- **Entries from a dataset**:
START

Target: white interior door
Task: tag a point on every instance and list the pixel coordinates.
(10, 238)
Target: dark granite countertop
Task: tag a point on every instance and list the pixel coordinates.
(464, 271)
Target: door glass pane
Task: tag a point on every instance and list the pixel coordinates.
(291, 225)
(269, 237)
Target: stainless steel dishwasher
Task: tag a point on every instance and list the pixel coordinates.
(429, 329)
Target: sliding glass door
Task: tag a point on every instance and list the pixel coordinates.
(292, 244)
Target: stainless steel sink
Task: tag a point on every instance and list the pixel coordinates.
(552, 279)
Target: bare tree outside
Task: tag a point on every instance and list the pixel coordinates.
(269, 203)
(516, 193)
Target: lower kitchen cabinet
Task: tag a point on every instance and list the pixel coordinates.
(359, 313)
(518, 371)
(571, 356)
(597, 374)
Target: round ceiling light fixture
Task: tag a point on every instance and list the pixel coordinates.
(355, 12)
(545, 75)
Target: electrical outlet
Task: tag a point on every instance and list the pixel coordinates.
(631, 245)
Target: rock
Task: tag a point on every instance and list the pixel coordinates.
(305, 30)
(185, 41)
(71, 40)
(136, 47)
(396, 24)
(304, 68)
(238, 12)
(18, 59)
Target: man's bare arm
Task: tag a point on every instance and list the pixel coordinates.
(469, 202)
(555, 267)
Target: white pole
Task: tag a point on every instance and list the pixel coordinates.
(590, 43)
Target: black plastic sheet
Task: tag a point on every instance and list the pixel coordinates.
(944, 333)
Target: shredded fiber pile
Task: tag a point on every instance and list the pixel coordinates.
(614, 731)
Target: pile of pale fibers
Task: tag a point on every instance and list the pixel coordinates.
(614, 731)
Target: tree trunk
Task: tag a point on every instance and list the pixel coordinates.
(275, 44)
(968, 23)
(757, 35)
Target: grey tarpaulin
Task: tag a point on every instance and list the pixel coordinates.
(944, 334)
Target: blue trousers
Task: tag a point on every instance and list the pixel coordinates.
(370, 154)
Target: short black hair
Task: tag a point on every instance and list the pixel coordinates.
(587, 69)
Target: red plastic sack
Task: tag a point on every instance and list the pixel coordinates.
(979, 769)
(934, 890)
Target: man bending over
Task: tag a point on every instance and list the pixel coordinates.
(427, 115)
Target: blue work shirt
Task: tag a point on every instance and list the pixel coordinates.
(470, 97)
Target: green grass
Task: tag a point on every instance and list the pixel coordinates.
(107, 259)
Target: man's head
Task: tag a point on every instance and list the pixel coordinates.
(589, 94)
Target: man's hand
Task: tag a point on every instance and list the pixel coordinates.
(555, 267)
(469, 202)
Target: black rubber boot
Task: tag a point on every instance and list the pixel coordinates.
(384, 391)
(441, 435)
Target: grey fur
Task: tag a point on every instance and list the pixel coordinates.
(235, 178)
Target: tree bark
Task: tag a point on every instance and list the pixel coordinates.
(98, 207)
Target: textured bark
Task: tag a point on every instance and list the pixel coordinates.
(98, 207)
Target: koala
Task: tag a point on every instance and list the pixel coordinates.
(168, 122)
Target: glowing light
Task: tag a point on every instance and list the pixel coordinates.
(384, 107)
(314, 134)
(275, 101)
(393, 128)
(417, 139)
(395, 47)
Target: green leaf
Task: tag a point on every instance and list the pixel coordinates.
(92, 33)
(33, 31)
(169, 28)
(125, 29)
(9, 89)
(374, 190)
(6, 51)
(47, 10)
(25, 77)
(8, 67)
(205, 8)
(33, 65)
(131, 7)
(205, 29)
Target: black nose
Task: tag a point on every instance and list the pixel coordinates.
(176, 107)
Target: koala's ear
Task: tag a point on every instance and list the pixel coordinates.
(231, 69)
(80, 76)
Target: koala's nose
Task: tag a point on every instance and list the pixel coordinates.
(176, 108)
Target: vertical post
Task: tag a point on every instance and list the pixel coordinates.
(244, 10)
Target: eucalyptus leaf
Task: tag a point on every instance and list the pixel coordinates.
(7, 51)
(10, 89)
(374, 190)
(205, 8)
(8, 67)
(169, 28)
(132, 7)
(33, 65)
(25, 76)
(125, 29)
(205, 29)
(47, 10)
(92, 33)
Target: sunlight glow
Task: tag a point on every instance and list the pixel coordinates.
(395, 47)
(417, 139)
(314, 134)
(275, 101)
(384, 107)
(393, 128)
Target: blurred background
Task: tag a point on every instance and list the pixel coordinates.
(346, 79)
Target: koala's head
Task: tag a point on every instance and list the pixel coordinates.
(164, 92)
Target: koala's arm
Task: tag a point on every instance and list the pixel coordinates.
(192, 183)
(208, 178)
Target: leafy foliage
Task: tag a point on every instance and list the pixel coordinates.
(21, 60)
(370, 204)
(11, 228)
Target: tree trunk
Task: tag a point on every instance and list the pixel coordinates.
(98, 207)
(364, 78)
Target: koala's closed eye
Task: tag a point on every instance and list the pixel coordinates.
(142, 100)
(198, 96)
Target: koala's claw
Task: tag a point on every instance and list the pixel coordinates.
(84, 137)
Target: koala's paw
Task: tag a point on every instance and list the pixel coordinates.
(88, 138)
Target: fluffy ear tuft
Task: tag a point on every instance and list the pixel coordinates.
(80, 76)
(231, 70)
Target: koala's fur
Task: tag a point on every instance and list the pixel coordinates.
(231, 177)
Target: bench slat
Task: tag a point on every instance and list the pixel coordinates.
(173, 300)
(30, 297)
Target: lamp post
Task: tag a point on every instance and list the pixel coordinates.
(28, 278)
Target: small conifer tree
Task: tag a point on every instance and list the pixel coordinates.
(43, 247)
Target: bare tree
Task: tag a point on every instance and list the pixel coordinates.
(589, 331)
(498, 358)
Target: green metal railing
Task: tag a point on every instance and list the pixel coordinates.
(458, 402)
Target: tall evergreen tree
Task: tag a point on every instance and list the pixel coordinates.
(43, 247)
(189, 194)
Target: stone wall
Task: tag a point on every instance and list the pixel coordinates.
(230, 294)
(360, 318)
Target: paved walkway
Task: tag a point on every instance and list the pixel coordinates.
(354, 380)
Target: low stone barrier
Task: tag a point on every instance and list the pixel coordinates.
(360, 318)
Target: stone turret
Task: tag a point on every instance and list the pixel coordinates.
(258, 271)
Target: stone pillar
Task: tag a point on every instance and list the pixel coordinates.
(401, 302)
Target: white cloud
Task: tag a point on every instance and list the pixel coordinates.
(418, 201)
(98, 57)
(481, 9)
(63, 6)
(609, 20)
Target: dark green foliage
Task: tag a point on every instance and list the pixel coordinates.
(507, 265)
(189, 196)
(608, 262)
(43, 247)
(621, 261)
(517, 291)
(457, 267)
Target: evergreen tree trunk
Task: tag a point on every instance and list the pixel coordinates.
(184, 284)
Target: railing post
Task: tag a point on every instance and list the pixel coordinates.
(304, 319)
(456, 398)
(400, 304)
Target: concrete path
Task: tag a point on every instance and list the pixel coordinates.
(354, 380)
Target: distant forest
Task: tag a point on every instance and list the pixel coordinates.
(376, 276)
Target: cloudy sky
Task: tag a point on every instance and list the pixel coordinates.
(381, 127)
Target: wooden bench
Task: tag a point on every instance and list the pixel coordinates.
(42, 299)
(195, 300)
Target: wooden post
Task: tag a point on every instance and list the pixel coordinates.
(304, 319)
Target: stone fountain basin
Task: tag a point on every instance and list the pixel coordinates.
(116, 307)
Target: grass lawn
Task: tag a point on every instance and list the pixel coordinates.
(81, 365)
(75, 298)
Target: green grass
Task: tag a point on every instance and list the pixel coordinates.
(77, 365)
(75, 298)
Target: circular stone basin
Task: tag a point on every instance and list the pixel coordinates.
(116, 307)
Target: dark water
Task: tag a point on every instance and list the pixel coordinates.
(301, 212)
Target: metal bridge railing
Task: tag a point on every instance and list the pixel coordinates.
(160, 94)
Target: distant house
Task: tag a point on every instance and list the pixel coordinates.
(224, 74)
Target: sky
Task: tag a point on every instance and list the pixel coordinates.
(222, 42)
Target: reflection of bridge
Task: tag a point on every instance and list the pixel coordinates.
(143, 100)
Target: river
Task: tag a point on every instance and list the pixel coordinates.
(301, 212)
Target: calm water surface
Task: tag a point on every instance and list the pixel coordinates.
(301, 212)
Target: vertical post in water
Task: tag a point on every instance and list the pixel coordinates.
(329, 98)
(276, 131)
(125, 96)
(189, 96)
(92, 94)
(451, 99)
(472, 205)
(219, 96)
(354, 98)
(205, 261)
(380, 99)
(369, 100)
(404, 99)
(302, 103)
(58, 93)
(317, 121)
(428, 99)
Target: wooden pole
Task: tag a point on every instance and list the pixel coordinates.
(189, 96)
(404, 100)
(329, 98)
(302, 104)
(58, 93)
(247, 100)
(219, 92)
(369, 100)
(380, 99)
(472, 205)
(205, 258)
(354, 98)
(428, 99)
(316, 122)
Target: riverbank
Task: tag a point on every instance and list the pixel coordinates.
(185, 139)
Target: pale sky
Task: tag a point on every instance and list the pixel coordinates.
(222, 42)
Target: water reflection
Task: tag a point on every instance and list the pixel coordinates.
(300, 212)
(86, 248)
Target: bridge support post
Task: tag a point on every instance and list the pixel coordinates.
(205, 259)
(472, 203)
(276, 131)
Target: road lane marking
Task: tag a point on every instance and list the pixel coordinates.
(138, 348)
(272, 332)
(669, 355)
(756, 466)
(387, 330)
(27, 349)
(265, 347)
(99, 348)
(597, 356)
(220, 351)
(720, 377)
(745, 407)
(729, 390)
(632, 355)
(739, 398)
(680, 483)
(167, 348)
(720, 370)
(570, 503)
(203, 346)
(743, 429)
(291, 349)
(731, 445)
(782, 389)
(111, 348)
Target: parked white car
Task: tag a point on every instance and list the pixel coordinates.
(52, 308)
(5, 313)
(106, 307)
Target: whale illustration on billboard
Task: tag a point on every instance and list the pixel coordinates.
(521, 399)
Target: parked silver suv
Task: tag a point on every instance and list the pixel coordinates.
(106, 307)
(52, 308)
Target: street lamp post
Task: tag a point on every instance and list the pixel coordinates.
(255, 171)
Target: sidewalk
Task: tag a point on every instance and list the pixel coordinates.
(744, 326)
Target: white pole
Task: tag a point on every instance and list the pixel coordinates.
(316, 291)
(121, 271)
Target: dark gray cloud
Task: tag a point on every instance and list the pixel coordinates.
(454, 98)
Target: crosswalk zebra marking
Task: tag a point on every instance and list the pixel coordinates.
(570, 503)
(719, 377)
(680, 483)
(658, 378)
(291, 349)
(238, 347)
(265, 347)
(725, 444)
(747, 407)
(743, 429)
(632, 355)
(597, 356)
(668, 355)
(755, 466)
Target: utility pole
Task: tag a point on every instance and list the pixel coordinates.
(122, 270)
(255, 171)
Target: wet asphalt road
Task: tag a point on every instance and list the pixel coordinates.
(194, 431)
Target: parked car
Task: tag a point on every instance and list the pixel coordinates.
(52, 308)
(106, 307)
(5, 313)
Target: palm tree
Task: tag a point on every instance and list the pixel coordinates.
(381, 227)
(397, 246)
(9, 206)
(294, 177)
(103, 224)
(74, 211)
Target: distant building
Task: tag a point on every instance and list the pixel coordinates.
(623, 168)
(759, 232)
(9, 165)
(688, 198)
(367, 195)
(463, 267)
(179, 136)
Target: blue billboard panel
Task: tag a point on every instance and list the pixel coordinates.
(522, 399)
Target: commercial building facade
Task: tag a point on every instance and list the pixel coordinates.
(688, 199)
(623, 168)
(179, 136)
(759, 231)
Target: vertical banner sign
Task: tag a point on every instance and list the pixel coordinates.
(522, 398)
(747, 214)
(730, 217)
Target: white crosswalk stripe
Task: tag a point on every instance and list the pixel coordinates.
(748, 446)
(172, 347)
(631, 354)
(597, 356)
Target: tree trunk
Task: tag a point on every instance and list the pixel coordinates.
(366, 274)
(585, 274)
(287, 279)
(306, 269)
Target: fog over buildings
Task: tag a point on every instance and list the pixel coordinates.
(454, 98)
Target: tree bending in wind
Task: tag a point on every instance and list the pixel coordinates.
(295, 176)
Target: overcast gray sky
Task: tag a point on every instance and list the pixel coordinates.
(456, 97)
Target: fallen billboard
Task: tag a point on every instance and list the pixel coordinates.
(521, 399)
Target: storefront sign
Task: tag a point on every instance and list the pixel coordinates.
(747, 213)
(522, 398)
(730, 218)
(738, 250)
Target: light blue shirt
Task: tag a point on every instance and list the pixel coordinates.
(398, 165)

END

- **Objective**: Turn the lines of the material into a numbered list, starting with the line that contains "Target: overcast gray sky" and going on through the end of the material. Leave out any blank lines.

- **Answer to this exercise**:
1. Target: overcast gray sky
2. Task: tag a point on every instance and list the pixel coordinates.
3. (456, 97)
4. Target: fallen billboard
5. Task: tag a point on every instance and list the pixel coordinates.
6. (521, 399)
7. Target: storefront sign
8. Task: tag a point on every instance and list the pixel coordinates.
9. (747, 213)
10. (522, 398)
11. (730, 218)
12. (738, 250)
13. Target: light blue shirt
14. Task: tag a point on every instance and list the pixel coordinates.
15. (398, 165)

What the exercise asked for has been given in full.